### Task
Copy all lines of the listing that include the string "flower".

### Dataset excerpts

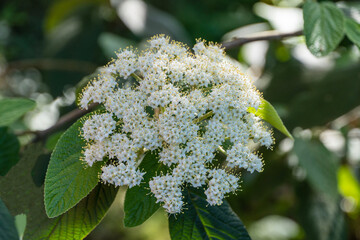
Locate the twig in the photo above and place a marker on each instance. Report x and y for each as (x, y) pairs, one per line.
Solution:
(63, 121)
(267, 35)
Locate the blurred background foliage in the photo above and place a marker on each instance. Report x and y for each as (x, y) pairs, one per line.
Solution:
(309, 188)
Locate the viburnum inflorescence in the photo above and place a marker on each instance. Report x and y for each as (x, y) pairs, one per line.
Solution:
(183, 104)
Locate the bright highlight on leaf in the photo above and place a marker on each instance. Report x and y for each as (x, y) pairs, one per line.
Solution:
(268, 113)
(349, 186)
(12, 109)
(323, 27)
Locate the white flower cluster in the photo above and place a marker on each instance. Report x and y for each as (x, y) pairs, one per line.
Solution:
(183, 104)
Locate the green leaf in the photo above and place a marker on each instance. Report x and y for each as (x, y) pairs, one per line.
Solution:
(352, 30)
(9, 150)
(81, 219)
(20, 223)
(321, 216)
(323, 27)
(38, 172)
(140, 203)
(320, 166)
(13, 108)
(201, 221)
(52, 140)
(21, 195)
(68, 179)
(349, 186)
(7, 225)
(268, 113)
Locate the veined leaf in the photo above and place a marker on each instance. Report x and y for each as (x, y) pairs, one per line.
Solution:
(349, 185)
(9, 150)
(140, 203)
(21, 195)
(268, 113)
(201, 221)
(320, 166)
(13, 108)
(81, 219)
(68, 179)
(323, 27)
(352, 30)
(7, 224)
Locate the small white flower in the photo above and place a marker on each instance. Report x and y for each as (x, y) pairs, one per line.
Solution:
(184, 106)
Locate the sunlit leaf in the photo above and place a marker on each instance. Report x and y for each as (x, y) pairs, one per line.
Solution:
(201, 221)
(352, 30)
(20, 223)
(349, 185)
(7, 225)
(80, 220)
(268, 113)
(68, 179)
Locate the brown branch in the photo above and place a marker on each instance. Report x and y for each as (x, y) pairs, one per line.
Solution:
(63, 121)
(267, 35)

### Reply to the task
Locate the white flower cluster in the photo above and place a marker on each instance. Report x and y for each as (x, y) pairs, one per line.
Locate the small white flower in the photo above and place a marker on each instance. Report x and y for each as (x, y) pairs, one per line.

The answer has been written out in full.